The exercise -
Copy out all of the records below line for line, keeping every word and mark the same, but leave the pictures out.

Entries provided -
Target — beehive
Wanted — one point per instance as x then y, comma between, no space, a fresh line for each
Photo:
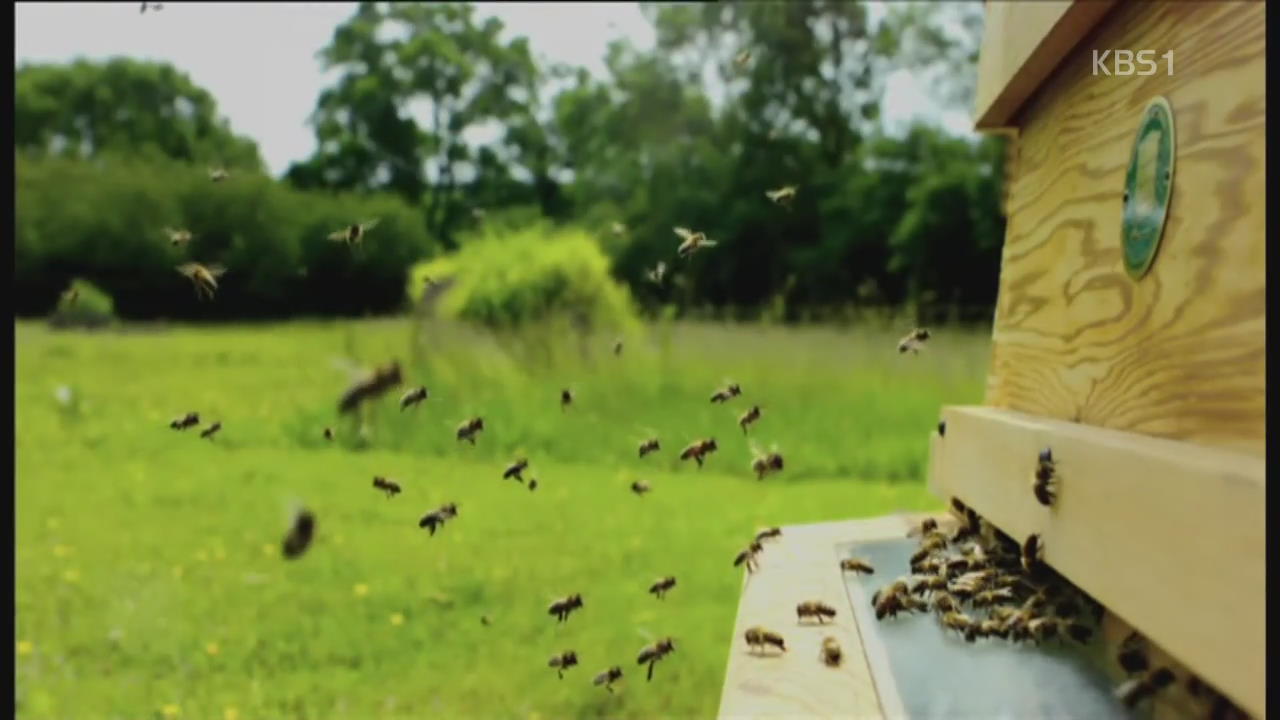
1130,343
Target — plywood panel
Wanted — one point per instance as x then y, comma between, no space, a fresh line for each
1168,536
1179,354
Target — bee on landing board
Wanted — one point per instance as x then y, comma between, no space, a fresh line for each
758,638
298,538
817,610
661,587
562,661
608,677
562,607
412,397
389,487
202,277
652,654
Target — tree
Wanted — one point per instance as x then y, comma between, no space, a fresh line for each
123,106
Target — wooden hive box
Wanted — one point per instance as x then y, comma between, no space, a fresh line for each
1132,346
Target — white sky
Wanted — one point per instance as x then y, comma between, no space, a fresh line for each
259,59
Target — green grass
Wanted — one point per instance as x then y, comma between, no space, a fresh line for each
138,546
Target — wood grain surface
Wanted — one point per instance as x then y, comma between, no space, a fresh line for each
1179,354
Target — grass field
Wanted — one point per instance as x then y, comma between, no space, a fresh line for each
150,579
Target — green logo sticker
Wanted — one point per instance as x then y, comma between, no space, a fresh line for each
1147,187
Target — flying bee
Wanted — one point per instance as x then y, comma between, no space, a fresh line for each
1033,551
469,429
1132,655
654,652
178,236
389,487
516,469
435,519
608,677
412,397
562,661
561,609
758,638
913,341
691,242
648,446
784,195
355,233
204,277
856,565
1137,689
814,609
370,387
728,391
1043,483
768,533
699,450
831,654
298,538
661,587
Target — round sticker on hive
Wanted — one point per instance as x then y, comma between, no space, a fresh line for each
1147,187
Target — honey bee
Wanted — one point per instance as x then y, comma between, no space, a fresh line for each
1032,552
298,538
831,654
648,446
412,397
562,661
699,450
1132,655
435,519
856,565
204,277
469,429
654,652
1043,483
913,341
608,677
730,391
178,236
561,609
691,242
389,487
355,233
1137,689
758,638
368,388
661,587
516,469
814,609
784,195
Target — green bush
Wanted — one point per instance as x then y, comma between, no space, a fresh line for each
529,276
104,220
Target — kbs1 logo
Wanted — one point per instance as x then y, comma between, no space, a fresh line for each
1128,63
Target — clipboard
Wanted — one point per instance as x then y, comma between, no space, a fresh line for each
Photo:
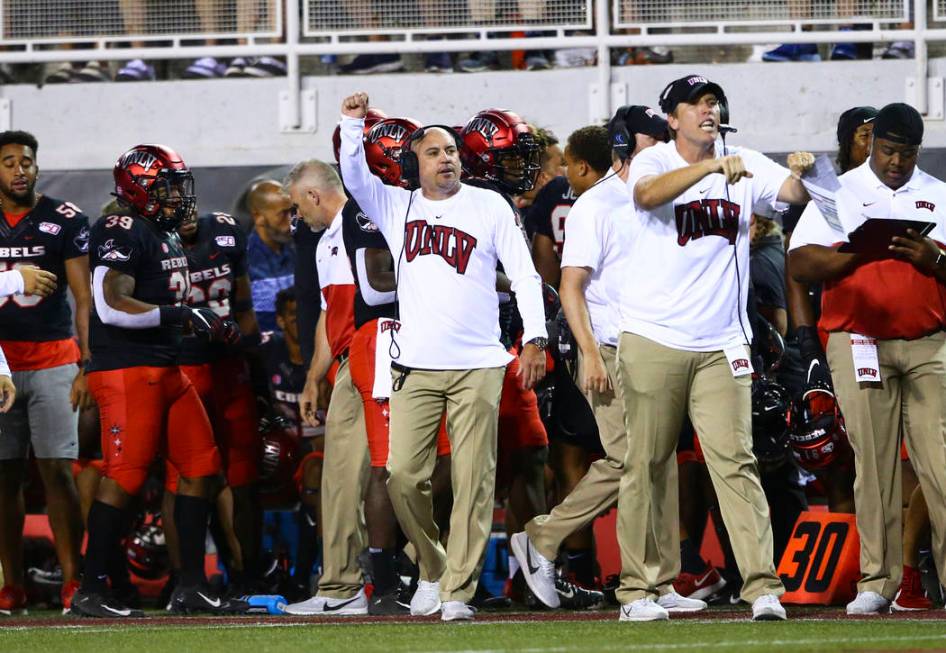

Response -
Target — beehive
Wanted — one point per instance as x then y, comma between, no space, a fresh line for each
Photo:
1130,343
Target — plywood panel
Wanted — one point per instance as x then y, comma between, no space, a fresh line for each
1168,536
1179,354
Target — bee on landing board
Wanted — one point per instance as x then y, comma between, no space, a fresh line for each
758,638
298,538
817,610
661,587
562,661
608,677
562,607
412,397
389,487
202,277
652,654
Target — tree
Wanted — one point per instance as x then y, comma between, no space, a fresh line for each
123,106
Target — wooden hive box
Wanted — one point per instance as x then y, comma between, no space, a fresh line for each
1132,346
Target — white sky
Wanted — one point per instance as x then y, comma between, no space, a fresh line for each
259,59
Target — green grass
Wanted — one point per instance as x then y, comma between, no space, a fresh line for each
138,546
Target — wood grain surface
Wanted — one point per instance as x then y, comma between, no space, a fresh line for each
1179,354
Target — grass field
Wanted — one point per instance as x then y, comma between, no space, a fresh line for each
150,579
Target — green logo sticker
Wanted — one point per instance as x then y, comma between, no space, a fresh line for each
1147,187
Target — flying bee
Wanted — one point per instance as x then y, comma between, no space, a fresh line for each
1033,551
469,429
1132,655
654,652
178,236
389,487
516,469
435,519
608,677
412,397
562,661
561,609
758,638
913,341
691,242
648,446
784,195
355,233
204,277
856,565
1137,689
814,609
370,387
728,391
1043,483
768,533
699,450
831,654
298,538
661,587
Target — round sticker on hive
Wanted — one point per instance as x then y, comma between, no space, a fresh line for each
1147,187
Target — honey bee
Wanted — one point per instance as x then y, comma between, no space, a fresh line for each
1032,552
298,538
831,654
648,446
412,397
562,661
699,450
1132,655
435,519
856,565
204,277
469,429
654,652
1043,483
913,341
608,677
730,391
178,236
561,609
691,242
389,487
355,233
1137,689
758,638
368,388
661,587
516,469
814,609
784,195
Target — green bush
Wanted — one point per instance as x then y, comma between, no space, a fresh line for each
529,276
104,220
Target — kbs1 logo
Wanted — one point per instance as x then y, comma between, no space, a fresh line for each
1128,63
Target — clipboard
Wanted — one point per instance as x then y, comma between, no space, a fresh line for each
Photo:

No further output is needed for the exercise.